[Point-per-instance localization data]
|---|

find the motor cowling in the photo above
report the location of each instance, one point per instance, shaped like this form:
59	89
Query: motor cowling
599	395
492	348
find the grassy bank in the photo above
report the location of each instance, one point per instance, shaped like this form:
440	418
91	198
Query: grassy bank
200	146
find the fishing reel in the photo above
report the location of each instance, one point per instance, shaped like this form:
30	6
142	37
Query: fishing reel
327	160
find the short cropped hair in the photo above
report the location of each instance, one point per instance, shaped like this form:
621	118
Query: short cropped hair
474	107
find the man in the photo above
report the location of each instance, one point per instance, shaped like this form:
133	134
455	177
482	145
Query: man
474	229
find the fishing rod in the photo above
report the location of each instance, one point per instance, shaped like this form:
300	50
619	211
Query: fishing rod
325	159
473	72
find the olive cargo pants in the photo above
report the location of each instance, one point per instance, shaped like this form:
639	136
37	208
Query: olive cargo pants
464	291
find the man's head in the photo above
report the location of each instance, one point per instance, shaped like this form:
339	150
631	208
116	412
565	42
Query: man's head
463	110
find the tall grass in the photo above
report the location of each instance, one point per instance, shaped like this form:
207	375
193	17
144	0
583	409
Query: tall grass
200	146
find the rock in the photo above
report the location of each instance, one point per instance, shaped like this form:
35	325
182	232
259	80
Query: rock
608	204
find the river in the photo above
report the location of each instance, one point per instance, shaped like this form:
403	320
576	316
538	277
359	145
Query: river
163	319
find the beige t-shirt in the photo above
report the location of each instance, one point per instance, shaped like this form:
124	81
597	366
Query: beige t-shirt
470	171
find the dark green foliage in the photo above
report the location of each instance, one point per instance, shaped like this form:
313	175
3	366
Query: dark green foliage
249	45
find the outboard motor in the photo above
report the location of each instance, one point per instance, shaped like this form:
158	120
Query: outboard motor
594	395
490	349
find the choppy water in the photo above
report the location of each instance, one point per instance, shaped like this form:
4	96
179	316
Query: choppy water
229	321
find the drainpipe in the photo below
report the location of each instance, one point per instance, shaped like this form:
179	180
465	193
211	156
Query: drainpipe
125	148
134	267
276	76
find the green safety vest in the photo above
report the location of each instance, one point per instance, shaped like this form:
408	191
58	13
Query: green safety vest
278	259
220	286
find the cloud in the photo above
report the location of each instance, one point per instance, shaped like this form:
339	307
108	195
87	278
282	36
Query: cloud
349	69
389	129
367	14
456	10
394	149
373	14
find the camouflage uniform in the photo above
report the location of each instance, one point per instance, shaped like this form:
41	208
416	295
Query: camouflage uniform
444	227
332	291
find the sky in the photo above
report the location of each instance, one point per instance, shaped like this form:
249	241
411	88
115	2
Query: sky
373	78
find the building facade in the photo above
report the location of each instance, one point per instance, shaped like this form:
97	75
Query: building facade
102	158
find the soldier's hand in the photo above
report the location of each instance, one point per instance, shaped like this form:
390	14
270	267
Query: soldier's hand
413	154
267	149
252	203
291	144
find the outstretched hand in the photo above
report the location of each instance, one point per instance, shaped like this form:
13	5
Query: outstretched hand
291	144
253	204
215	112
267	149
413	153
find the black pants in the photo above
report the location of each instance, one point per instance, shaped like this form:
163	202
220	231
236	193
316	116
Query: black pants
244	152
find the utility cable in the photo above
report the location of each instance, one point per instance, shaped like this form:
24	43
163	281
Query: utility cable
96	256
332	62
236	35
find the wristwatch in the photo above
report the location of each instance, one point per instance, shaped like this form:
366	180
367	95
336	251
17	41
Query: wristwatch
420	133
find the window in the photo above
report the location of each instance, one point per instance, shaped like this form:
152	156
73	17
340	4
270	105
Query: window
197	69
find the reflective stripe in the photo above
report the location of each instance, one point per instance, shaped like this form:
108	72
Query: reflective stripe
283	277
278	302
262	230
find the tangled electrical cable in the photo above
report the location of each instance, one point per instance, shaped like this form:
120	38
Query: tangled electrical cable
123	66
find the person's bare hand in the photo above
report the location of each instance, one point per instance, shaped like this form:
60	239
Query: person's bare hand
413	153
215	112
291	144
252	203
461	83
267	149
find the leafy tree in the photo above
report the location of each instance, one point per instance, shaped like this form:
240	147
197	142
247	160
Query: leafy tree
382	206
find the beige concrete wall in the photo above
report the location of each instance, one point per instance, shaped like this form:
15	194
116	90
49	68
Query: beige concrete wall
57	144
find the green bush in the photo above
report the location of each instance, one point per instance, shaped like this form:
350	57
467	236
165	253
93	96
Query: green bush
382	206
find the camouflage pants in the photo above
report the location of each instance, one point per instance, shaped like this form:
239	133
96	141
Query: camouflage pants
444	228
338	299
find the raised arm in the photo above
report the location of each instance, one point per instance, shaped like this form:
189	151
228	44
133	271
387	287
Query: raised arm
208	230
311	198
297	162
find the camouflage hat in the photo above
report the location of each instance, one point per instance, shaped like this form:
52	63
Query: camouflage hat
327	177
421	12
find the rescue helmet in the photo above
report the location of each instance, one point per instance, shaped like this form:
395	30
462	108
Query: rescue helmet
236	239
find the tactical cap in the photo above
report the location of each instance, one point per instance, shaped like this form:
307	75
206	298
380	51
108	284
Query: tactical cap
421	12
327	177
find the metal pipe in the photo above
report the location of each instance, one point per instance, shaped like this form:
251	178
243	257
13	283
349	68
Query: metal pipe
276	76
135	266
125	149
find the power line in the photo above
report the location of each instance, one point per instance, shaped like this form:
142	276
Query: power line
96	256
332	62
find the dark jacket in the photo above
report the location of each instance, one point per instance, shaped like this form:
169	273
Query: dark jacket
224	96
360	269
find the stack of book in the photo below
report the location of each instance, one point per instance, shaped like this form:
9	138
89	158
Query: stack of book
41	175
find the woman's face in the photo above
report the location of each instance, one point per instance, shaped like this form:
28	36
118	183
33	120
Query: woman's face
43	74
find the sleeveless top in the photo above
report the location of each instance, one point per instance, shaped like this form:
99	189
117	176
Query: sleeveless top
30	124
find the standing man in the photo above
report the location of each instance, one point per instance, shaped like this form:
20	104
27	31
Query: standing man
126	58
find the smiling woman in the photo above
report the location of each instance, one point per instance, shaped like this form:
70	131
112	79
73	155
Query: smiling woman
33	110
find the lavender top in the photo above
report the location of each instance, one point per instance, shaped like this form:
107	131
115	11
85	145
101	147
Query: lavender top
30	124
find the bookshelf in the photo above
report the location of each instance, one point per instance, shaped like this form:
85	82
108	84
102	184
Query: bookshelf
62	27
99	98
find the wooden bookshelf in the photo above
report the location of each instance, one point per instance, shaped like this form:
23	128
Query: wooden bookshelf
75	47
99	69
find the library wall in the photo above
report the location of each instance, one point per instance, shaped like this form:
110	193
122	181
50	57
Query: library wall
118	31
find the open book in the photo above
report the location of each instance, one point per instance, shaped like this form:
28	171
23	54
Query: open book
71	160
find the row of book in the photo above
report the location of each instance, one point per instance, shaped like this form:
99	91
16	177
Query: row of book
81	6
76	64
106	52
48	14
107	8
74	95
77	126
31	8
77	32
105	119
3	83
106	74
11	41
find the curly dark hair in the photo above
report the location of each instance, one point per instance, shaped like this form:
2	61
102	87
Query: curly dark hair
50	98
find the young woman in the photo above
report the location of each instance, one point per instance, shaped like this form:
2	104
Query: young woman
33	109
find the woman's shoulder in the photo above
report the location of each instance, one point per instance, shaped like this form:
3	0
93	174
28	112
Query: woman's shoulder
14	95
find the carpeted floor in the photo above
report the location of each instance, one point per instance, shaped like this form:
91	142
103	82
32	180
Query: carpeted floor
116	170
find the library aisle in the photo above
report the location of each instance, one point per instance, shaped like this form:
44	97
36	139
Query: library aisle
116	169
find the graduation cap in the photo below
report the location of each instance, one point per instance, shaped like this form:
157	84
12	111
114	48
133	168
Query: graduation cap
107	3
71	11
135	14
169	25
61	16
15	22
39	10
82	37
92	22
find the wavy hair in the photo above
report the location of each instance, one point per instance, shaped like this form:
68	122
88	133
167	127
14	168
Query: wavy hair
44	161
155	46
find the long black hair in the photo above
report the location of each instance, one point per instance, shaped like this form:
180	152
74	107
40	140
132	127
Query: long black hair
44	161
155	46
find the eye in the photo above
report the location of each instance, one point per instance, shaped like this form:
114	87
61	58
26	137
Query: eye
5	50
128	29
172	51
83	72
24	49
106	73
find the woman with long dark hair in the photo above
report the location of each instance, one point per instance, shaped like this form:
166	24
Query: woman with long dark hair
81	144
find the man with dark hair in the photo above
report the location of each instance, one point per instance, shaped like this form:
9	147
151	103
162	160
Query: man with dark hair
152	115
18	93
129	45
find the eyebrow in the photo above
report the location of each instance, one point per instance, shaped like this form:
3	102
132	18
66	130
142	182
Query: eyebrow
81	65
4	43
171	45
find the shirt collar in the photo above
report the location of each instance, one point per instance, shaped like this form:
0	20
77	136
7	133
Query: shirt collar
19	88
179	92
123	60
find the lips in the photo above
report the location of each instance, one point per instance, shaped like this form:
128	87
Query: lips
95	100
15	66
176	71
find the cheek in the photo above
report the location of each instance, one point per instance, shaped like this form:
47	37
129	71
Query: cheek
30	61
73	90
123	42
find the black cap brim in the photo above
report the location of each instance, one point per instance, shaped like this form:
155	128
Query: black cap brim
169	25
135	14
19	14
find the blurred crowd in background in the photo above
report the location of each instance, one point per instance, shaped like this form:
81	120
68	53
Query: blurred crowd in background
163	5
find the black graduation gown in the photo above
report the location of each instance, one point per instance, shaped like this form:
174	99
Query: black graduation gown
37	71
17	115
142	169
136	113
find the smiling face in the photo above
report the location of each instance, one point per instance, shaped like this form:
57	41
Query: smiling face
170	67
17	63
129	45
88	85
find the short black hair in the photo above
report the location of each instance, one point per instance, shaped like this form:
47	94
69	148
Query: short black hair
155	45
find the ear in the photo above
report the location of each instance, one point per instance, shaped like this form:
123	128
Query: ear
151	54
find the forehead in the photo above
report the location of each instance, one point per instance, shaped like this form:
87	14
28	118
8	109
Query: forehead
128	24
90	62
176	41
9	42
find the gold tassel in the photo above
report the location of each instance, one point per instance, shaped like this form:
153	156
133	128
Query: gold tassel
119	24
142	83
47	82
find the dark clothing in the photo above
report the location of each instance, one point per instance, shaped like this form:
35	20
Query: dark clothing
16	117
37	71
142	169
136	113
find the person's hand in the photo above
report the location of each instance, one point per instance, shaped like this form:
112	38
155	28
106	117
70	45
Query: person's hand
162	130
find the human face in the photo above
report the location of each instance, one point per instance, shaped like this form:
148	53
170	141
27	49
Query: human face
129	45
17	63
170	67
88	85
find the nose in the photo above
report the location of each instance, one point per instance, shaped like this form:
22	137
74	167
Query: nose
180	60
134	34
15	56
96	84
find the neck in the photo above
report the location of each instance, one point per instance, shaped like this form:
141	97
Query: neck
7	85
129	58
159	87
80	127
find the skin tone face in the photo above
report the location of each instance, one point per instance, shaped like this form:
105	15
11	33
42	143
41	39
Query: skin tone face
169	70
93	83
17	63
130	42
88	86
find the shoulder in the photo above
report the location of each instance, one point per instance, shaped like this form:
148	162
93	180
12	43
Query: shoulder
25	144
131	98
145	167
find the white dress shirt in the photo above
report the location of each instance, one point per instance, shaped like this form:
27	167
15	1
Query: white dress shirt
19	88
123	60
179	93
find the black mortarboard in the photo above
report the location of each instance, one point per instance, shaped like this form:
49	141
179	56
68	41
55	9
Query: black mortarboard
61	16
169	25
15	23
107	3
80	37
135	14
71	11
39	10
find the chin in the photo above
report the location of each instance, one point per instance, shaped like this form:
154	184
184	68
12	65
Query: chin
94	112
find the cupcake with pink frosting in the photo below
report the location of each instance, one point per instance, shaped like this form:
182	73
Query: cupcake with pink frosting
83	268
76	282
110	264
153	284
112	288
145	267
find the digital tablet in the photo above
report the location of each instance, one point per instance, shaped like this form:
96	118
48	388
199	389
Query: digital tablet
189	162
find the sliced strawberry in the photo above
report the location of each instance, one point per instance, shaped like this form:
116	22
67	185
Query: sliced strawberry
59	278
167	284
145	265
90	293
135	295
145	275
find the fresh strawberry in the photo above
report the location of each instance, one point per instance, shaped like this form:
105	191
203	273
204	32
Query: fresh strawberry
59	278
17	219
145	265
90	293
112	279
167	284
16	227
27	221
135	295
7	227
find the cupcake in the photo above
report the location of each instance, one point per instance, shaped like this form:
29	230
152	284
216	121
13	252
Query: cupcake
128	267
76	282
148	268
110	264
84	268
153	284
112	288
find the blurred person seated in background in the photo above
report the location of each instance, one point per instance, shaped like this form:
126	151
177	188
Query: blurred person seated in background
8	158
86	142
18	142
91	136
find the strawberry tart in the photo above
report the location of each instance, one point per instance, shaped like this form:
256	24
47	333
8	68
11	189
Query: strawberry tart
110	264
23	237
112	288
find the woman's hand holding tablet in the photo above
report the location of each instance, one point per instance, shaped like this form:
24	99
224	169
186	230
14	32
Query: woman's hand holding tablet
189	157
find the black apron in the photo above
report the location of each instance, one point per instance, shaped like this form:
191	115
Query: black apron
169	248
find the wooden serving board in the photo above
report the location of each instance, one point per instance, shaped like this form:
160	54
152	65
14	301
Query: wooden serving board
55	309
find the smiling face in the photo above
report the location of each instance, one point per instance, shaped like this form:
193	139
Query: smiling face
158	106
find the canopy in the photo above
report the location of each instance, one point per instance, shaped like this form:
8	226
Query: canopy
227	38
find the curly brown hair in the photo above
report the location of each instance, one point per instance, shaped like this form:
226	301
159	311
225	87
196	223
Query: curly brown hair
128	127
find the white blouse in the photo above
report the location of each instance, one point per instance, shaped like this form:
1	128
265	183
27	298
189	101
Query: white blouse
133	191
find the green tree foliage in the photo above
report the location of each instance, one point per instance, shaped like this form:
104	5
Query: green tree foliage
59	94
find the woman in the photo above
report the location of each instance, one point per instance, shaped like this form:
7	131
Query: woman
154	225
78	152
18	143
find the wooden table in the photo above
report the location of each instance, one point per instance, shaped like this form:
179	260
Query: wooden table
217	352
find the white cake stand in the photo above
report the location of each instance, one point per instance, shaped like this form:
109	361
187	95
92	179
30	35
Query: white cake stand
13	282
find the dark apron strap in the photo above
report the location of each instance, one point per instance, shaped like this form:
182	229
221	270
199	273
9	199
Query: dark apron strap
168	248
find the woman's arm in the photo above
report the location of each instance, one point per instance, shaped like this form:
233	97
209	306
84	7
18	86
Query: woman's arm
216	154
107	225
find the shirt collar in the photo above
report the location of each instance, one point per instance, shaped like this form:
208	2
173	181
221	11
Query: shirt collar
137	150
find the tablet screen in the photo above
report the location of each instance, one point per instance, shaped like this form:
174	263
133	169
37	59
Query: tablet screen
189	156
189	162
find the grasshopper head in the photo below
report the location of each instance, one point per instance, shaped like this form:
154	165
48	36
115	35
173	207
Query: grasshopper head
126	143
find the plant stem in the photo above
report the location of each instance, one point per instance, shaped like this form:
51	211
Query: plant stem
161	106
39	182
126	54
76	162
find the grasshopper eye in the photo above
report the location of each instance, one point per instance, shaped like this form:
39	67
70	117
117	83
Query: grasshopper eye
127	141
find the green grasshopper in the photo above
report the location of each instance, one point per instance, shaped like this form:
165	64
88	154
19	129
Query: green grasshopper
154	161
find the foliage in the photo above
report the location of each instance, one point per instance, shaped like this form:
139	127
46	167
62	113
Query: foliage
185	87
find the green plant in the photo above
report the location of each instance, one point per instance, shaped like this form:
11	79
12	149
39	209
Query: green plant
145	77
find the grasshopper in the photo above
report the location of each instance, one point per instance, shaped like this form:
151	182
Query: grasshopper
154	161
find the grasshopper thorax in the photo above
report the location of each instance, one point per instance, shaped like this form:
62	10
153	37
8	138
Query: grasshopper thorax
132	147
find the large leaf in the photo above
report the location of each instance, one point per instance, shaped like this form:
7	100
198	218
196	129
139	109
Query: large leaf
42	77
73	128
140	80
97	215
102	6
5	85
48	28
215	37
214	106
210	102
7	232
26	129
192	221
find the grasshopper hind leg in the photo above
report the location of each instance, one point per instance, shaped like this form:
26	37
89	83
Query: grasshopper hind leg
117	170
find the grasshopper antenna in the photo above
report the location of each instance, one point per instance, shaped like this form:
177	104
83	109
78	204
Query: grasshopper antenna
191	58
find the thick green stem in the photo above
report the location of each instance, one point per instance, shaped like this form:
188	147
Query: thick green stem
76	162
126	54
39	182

|---|

**Problem requirements:** Looking at the data above, give the number of lines that include "below"; add nothing else.

**Output for this task:** 5